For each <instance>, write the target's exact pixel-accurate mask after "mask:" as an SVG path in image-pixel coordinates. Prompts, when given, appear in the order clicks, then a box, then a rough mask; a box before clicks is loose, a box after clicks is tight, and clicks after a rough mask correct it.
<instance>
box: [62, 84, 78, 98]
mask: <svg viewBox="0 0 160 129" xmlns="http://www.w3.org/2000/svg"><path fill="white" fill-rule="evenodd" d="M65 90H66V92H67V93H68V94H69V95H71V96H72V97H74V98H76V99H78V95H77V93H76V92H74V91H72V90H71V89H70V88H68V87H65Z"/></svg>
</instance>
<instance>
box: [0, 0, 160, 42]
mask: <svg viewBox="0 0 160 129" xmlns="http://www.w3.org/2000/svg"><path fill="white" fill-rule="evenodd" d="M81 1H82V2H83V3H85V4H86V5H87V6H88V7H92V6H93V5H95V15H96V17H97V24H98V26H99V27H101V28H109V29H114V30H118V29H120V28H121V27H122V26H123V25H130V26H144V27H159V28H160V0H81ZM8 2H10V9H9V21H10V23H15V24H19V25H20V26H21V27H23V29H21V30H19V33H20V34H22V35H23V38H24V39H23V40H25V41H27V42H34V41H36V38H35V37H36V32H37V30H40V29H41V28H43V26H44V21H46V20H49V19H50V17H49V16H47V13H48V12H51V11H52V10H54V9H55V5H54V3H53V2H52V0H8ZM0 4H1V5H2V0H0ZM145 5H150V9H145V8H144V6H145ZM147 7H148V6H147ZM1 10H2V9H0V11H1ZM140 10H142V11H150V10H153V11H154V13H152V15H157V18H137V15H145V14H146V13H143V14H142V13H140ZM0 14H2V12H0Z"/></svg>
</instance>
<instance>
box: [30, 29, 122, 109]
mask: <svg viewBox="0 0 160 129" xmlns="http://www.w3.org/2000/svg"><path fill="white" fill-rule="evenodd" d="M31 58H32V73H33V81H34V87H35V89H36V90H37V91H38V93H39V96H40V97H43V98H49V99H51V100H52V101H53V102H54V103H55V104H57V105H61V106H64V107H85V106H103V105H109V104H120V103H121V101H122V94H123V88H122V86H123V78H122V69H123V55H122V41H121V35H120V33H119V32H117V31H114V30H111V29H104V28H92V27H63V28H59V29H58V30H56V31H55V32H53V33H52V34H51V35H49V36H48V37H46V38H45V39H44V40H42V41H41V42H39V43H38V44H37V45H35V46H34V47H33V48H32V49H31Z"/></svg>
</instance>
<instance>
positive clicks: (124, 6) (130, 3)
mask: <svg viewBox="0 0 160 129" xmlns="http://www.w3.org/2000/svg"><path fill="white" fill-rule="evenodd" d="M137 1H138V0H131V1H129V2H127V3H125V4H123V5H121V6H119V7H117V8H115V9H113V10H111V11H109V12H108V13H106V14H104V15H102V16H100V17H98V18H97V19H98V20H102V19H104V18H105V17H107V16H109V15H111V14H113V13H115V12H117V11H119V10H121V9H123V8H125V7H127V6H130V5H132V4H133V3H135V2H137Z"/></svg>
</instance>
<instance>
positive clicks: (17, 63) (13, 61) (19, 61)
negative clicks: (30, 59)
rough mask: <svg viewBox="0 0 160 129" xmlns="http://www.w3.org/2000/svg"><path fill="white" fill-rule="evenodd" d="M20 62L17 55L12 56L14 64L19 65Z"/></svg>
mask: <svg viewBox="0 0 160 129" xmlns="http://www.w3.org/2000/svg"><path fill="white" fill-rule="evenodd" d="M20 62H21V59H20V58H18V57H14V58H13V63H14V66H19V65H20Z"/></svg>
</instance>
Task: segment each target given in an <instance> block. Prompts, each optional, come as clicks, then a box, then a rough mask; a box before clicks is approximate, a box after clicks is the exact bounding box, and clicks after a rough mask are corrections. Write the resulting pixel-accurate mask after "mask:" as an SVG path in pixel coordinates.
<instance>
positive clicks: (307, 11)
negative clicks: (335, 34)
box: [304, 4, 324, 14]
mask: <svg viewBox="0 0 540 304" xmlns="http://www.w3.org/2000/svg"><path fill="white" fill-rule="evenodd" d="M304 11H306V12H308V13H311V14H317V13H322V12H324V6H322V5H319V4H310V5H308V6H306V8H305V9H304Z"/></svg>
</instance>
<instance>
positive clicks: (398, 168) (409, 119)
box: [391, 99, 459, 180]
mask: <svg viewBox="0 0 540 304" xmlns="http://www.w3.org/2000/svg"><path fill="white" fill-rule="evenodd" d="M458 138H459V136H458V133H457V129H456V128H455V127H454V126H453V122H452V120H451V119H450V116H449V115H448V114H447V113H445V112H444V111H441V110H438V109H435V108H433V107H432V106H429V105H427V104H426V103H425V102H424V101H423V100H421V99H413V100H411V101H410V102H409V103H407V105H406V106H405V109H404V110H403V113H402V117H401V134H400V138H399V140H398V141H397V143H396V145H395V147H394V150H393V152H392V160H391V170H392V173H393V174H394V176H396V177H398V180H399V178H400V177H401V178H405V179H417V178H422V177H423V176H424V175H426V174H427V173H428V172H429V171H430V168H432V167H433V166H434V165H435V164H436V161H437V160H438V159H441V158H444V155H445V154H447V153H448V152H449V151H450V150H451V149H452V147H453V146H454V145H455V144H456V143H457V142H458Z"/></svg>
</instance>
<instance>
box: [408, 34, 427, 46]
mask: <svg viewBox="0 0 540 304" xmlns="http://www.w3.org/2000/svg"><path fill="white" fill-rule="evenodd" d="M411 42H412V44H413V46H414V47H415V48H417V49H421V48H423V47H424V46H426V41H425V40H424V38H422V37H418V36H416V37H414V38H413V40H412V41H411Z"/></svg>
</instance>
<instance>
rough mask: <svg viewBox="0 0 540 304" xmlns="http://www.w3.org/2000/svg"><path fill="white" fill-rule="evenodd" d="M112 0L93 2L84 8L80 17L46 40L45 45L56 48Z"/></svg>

□ □ □ □

Display each line of the data where "negative" occurs.

negative clicks: (30, 59)
negative clicks: (335, 34)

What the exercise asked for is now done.